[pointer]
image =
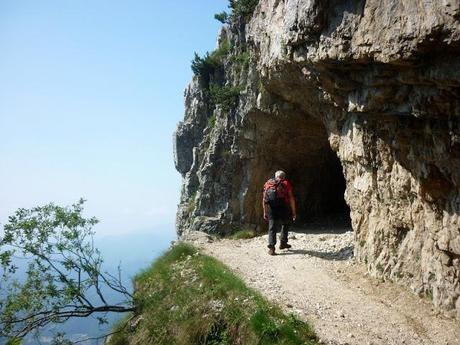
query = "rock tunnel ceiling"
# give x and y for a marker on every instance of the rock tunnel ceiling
(360, 98)
(297, 144)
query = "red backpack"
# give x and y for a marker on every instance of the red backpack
(274, 193)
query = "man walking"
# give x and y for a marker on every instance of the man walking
(279, 208)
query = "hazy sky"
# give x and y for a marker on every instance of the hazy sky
(90, 94)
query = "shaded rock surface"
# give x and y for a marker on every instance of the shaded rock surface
(359, 102)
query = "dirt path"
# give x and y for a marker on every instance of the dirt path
(319, 280)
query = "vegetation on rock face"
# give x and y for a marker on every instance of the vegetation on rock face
(243, 8)
(206, 66)
(239, 9)
(190, 298)
(221, 17)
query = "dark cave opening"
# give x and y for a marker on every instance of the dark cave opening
(300, 147)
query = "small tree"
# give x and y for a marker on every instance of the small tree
(221, 17)
(63, 276)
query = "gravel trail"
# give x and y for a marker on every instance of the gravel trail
(320, 282)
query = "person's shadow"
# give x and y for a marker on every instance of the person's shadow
(343, 254)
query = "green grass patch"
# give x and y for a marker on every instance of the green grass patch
(186, 297)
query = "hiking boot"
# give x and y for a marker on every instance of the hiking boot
(285, 246)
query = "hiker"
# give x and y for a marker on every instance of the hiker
(279, 208)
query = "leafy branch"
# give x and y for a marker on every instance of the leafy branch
(63, 276)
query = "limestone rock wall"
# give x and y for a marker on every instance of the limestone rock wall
(354, 96)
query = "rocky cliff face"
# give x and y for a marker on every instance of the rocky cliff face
(354, 98)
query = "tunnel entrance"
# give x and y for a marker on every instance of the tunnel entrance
(299, 145)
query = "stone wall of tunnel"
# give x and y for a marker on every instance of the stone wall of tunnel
(297, 144)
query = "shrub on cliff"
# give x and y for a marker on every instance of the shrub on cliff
(243, 8)
(206, 66)
(189, 298)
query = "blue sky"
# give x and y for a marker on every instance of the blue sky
(90, 94)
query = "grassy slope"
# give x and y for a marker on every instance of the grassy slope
(186, 297)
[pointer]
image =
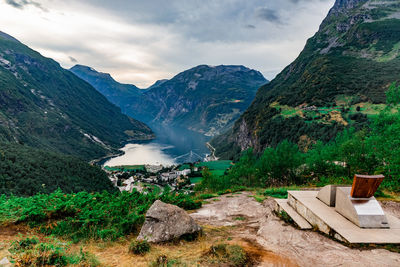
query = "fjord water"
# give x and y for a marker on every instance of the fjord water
(171, 146)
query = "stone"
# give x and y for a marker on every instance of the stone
(5, 262)
(364, 212)
(365, 186)
(327, 194)
(165, 222)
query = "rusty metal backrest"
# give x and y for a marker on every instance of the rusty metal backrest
(365, 186)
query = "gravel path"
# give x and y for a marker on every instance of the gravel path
(292, 247)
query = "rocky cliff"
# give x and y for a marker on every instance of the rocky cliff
(43, 105)
(339, 79)
(204, 99)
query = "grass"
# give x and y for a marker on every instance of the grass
(279, 192)
(196, 180)
(184, 167)
(30, 251)
(216, 165)
(85, 215)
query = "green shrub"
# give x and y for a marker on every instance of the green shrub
(31, 252)
(84, 215)
(280, 192)
(231, 255)
(139, 247)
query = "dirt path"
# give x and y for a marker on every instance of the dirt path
(283, 244)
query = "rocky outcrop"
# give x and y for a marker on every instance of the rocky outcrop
(165, 222)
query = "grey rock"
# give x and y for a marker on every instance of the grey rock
(165, 222)
(5, 262)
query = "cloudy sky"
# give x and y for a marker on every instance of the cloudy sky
(141, 41)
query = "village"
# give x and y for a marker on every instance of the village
(140, 177)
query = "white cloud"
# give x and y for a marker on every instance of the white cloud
(141, 41)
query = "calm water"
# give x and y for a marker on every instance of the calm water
(172, 146)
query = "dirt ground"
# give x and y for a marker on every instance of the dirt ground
(236, 219)
(258, 224)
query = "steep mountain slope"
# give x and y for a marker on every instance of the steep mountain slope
(43, 105)
(119, 94)
(339, 78)
(204, 99)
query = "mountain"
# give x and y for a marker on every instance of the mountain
(339, 79)
(204, 99)
(117, 93)
(45, 106)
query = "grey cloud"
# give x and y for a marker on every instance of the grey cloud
(175, 34)
(268, 15)
(250, 26)
(22, 3)
(72, 59)
(205, 20)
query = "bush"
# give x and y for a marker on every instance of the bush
(86, 215)
(231, 255)
(139, 247)
(31, 252)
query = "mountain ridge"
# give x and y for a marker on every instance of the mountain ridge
(351, 60)
(205, 99)
(46, 106)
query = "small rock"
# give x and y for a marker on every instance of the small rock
(5, 262)
(165, 222)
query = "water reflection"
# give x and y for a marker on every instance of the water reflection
(172, 146)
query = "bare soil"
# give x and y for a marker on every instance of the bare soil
(283, 244)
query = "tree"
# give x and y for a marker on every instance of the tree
(393, 94)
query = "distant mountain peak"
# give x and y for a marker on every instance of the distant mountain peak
(8, 37)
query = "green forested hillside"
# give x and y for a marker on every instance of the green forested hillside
(27, 171)
(339, 79)
(42, 105)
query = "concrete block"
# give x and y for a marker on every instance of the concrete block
(364, 212)
(327, 194)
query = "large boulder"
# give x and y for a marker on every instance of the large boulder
(165, 222)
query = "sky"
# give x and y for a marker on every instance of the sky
(139, 41)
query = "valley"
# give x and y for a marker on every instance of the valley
(202, 167)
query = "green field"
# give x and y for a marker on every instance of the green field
(184, 167)
(126, 168)
(196, 180)
(217, 168)
(216, 165)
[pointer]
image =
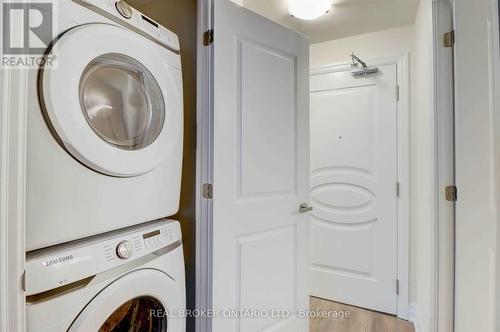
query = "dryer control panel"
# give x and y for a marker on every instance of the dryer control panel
(122, 13)
(62, 265)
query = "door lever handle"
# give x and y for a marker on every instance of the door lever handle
(303, 208)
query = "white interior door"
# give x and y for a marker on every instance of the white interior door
(477, 170)
(354, 188)
(261, 171)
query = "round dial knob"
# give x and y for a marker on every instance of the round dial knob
(124, 9)
(124, 249)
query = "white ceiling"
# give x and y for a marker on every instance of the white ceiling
(347, 17)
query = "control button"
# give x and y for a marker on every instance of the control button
(124, 9)
(124, 249)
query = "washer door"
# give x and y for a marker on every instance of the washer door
(112, 101)
(142, 301)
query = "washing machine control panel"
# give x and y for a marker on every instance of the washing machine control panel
(65, 264)
(121, 12)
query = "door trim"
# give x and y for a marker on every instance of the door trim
(13, 87)
(204, 173)
(403, 114)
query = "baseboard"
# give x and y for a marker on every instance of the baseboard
(414, 317)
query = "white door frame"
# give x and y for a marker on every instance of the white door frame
(13, 86)
(403, 114)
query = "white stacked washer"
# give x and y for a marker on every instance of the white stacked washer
(129, 280)
(105, 125)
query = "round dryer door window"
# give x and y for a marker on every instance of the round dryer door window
(135, 316)
(114, 100)
(121, 101)
(144, 300)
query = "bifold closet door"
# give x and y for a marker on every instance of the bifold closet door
(261, 171)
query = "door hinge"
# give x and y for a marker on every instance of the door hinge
(449, 39)
(208, 37)
(451, 193)
(207, 191)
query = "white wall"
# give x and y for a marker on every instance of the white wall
(417, 41)
(378, 44)
(424, 164)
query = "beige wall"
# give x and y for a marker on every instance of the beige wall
(417, 42)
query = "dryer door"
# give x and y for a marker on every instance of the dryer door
(142, 301)
(113, 101)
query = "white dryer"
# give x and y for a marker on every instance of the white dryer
(131, 280)
(105, 125)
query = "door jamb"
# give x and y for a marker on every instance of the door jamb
(13, 87)
(204, 173)
(402, 63)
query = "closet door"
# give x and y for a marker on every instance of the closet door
(261, 171)
(477, 170)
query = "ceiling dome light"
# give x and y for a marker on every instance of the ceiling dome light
(309, 9)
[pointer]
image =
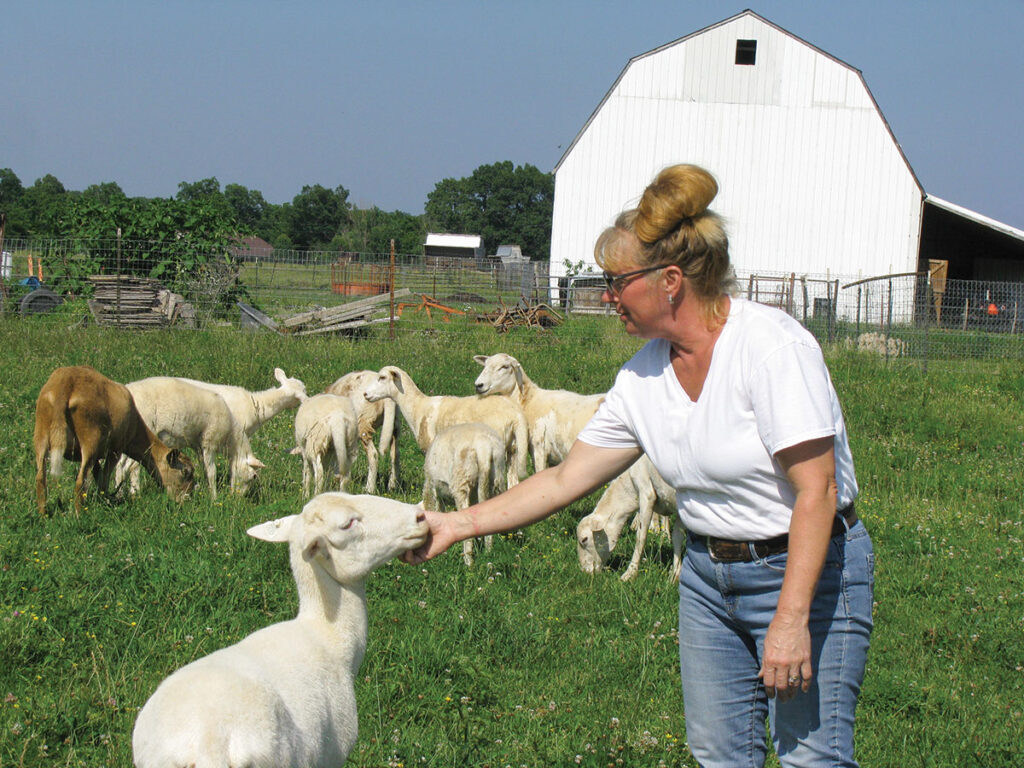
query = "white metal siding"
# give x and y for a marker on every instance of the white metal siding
(810, 178)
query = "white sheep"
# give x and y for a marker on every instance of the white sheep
(326, 436)
(372, 416)
(555, 417)
(183, 415)
(427, 415)
(464, 464)
(284, 696)
(252, 410)
(640, 489)
(881, 344)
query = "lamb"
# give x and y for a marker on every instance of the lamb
(372, 416)
(555, 417)
(81, 414)
(325, 427)
(640, 487)
(183, 415)
(466, 464)
(427, 415)
(252, 410)
(284, 696)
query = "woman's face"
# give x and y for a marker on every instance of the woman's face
(640, 302)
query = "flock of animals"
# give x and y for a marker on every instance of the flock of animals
(284, 695)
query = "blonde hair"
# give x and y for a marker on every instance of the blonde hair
(672, 224)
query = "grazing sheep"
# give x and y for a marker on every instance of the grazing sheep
(81, 414)
(885, 346)
(465, 464)
(372, 416)
(554, 417)
(252, 410)
(284, 696)
(427, 415)
(325, 428)
(183, 415)
(639, 489)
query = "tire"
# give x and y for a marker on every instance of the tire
(40, 300)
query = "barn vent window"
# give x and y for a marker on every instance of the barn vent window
(747, 51)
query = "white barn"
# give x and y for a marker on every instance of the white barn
(812, 180)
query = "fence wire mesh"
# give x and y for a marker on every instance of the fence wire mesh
(188, 285)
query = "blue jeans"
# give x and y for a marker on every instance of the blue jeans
(724, 611)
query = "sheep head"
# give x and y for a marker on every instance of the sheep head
(502, 374)
(177, 474)
(294, 389)
(389, 382)
(348, 536)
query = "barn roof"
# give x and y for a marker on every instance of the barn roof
(453, 241)
(976, 217)
(764, 20)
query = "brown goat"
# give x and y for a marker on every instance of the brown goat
(81, 414)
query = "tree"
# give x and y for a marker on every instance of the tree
(11, 193)
(316, 215)
(249, 206)
(373, 229)
(205, 190)
(44, 205)
(502, 203)
(107, 193)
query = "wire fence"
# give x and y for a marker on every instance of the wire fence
(183, 285)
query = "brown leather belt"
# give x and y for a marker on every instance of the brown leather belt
(727, 550)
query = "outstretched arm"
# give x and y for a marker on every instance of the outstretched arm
(585, 469)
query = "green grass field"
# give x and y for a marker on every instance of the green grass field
(522, 659)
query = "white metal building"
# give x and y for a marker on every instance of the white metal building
(812, 180)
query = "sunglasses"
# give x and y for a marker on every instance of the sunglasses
(616, 283)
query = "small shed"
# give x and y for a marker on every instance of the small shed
(450, 250)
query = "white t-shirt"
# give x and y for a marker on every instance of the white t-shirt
(767, 388)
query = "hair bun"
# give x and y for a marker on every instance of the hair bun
(677, 194)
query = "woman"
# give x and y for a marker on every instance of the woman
(734, 406)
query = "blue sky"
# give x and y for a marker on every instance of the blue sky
(386, 97)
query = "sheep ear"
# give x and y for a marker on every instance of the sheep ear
(313, 546)
(273, 530)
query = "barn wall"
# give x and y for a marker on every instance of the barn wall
(810, 177)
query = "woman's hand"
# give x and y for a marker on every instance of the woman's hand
(441, 537)
(785, 667)
(785, 663)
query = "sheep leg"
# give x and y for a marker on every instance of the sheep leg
(646, 499)
(461, 496)
(678, 539)
(306, 474)
(389, 438)
(210, 464)
(483, 483)
(367, 438)
(317, 463)
(42, 448)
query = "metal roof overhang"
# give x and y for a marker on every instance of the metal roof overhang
(975, 247)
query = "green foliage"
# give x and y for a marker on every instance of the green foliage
(503, 203)
(316, 215)
(521, 659)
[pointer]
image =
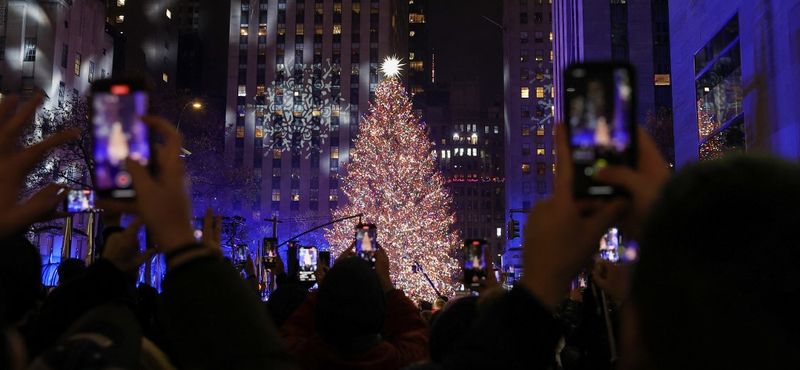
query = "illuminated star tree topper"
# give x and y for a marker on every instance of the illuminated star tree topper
(391, 67)
(393, 180)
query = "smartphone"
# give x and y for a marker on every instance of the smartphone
(197, 227)
(600, 111)
(366, 241)
(268, 252)
(307, 258)
(474, 261)
(79, 201)
(118, 134)
(241, 256)
(609, 245)
(325, 258)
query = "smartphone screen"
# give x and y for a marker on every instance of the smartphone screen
(366, 241)
(474, 261)
(325, 258)
(268, 252)
(79, 201)
(119, 133)
(599, 104)
(609, 245)
(307, 257)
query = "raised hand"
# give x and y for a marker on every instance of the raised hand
(561, 234)
(122, 249)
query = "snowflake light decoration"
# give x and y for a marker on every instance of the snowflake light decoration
(300, 101)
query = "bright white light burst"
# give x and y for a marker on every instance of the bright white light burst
(391, 66)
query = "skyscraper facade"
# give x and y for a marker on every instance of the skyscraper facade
(147, 39)
(56, 47)
(529, 89)
(735, 67)
(300, 74)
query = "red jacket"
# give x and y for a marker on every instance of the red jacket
(405, 339)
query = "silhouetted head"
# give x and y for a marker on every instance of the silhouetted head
(718, 264)
(351, 303)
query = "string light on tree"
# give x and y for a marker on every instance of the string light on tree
(393, 180)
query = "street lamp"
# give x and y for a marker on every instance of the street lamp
(195, 105)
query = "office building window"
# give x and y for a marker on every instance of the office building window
(77, 64)
(719, 93)
(30, 49)
(62, 88)
(541, 168)
(64, 55)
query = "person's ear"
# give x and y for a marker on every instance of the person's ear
(634, 354)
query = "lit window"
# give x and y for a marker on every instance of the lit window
(30, 49)
(77, 64)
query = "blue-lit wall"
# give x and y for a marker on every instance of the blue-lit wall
(770, 53)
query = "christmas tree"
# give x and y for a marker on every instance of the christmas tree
(392, 179)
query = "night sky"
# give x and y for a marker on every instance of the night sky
(466, 44)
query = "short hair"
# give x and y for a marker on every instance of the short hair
(350, 302)
(720, 246)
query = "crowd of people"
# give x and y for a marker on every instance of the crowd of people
(711, 289)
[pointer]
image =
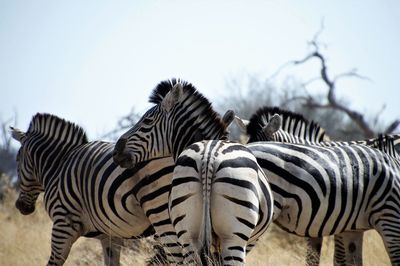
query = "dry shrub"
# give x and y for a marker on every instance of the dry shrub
(25, 240)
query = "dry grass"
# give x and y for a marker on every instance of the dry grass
(25, 240)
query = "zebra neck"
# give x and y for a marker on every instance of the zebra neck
(49, 162)
(195, 132)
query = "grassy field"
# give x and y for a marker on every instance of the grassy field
(25, 240)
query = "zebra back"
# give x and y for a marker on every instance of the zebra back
(292, 127)
(180, 117)
(274, 124)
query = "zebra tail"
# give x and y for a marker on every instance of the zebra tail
(205, 235)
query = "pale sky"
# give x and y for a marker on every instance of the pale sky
(91, 61)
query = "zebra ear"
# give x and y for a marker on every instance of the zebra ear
(228, 117)
(274, 125)
(17, 134)
(172, 97)
(242, 124)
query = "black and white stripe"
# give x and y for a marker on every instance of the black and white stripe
(180, 117)
(219, 189)
(263, 126)
(85, 192)
(275, 124)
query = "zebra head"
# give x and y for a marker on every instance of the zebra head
(181, 116)
(43, 146)
(267, 131)
(275, 124)
(29, 184)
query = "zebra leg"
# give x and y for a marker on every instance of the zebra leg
(233, 250)
(63, 235)
(111, 250)
(390, 233)
(348, 248)
(314, 245)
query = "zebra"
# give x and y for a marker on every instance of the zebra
(85, 193)
(275, 124)
(205, 176)
(320, 191)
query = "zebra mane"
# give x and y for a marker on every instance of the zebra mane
(263, 115)
(385, 143)
(164, 87)
(47, 124)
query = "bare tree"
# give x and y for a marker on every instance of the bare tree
(331, 101)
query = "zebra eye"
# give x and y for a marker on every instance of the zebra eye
(147, 120)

-----

TASK OBJECTIVE: Copy, without any change, the lines above from the one containing "the bare tree" to the end, both ends included. Add nothing else.

COMPLETED TASK:
# give x and y for a marker on every instance of the bare tree
(331, 101)
query = "zebra eye"
# give x and y for a marker on every instance of the zebra eye
(147, 120)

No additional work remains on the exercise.